Work instructions — Please reproduce the data below, swapping every "instance" for "object" and leaving everything else unchanged.

Extracted material —
-- START --

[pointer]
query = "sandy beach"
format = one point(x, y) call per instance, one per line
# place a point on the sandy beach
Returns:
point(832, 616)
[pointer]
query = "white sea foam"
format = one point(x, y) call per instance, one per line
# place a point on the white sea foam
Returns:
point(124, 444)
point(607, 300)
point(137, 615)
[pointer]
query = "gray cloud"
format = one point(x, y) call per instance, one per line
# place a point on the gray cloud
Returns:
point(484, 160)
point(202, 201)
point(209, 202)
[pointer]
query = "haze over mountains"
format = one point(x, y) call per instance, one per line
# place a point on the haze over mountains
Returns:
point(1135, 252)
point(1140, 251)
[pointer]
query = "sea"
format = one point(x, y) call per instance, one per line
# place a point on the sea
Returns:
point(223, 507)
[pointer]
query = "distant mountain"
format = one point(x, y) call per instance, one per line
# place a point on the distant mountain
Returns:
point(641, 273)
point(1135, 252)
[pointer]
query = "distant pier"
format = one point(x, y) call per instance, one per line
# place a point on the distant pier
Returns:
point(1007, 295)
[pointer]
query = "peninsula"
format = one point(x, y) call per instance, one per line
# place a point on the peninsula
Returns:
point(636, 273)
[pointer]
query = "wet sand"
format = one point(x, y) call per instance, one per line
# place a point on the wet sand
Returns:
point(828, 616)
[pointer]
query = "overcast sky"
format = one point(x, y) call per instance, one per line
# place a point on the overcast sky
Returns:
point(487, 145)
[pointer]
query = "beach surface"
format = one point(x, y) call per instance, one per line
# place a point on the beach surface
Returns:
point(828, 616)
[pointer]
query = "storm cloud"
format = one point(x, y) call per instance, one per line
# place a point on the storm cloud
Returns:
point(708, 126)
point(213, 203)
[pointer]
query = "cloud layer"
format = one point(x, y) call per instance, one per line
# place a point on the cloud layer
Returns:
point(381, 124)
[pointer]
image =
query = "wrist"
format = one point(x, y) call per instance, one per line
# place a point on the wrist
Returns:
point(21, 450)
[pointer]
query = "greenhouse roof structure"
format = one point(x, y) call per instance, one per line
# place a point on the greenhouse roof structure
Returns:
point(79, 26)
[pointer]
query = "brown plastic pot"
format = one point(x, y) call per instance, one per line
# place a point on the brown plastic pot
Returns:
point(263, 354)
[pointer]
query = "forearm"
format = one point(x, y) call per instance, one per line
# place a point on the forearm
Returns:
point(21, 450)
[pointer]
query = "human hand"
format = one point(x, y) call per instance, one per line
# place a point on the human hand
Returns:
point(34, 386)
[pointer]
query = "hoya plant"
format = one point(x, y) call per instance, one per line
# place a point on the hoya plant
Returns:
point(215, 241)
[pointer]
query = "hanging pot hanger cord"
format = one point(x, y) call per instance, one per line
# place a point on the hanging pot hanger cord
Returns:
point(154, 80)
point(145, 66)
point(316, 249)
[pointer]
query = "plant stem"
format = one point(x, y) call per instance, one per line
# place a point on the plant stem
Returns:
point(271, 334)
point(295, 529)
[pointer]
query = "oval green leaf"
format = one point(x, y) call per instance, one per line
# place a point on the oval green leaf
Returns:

-- END --

Result —
[pointer]
query = "sandy beach"
format = one point(x, y) call per object, one per line
# place a point on the sandy beach
Returns:
point(832, 616)
[pointer]
query = "white sea foam"
format = one point(x, y) call per object, one per line
# place a point on the white sea foam
Returns:
point(124, 444)
point(607, 300)
point(137, 615)
[pointer]
query = "gray cloud"
format = one point(x, y) call per object, one per line
# place a point on the gray cloud
Returns:
point(484, 160)
point(202, 201)
point(209, 202)
[pointer]
query = "haze over mountains"
format = one point(x, y) call per object, one per line
# place a point on the haze over mountains
Returns:
point(1135, 252)
point(1140, 251)
[pointer]
query = "sea"
format = one point(x, y) call per object, one per line
# place a point on the sea
Returns:
point(223, 507)
[pointer]
query = "distant mountain"
format = one point(x, y) call per object, one per line
# place a point on the distant mountain
Returns:
point(641, 273)
point(1135, 252)
[pointer]
query = "distant pier"
format = one point(x, y) call per object, one per line
# place a point on the distant pier
Returns:
point(1007, 295)
[pointer]
query = "peninsula"
format = one point(x, y) call per object, one per line
# place a point on the peninsula
Returns:
point(636, 273)
[pointer]
query = "wet sand"
format = one point(x, y) call per object, one per line
# place a point on the wet sand
Returns:
point(828, 616)
[pointer]
query = "overcast sky"
format = one point(x, y) call per object, one per line
# place a point on the overcast sky
Returns:
point(487, 145)
[pointer]
query = "beach surface"
format = one point(x, y) call per object, one per line
# place a point on the beach surface
Returns:
point(828, 616)
[pointer]
query = "storm cloud"
format = one point(x, y) call per object, one per line
# place a point on the storm cloud
Returns:
point(708, 126)
point(213, 203)
[pointer]
query = "cloud layer"
format = one point(x, y) call per object, one per line
# place a point on the cloud layer
Returns:
point(381, 124)
[pointer]
image =
query = "wrist"
format = one point(x, y) call per object, one per line
# place a point on the wrist
Returns:
point(21, 450)
[pointer]
query = "greenhouse roof structure"
format = one point(x, y) call per object, one per line
# place a point on the greenhouse roof structure
Returns:
point(79, 26)
[pointer]
query = "brown plastic pot"
format = one point(x, y) call per object, one per line
# place a point on the brown plastic pot
Returns:
point(263, 354)
[pointer]
query = "forearm"
format = one point(x, y) call per object, one per line
# place a point on the forearm
Returns:
point(21, 450)
[pointer]
query = "human hand"
format = one point(x, y) call per object, one per line
# place a point on the human hand
Returns:
point(34, 386)
[pointer]
query = "hoya plant"
format = one point(x, y) call per object, one per line
# place a point on the hoya plant
Returns:
point(215, 241)
[pointer]
query = "hanging pot hanger cord"
format = one point(x, y) call per object, one per line
# place a point on the hanging pot hanger cord
Returns:
point(154, 80)
point(145, 66)
point(316, 249)
[pointer]
query = "plant stem"
format = one point(x, y) call per object, one per line
# place a point on the plant stem
Returns:
point(271, 334)
point(295, 529)
[pointer]
query = "oval green leaf"
format = one point(x, y) call per object, one per line
# place a point on the oval green leaf
Returns:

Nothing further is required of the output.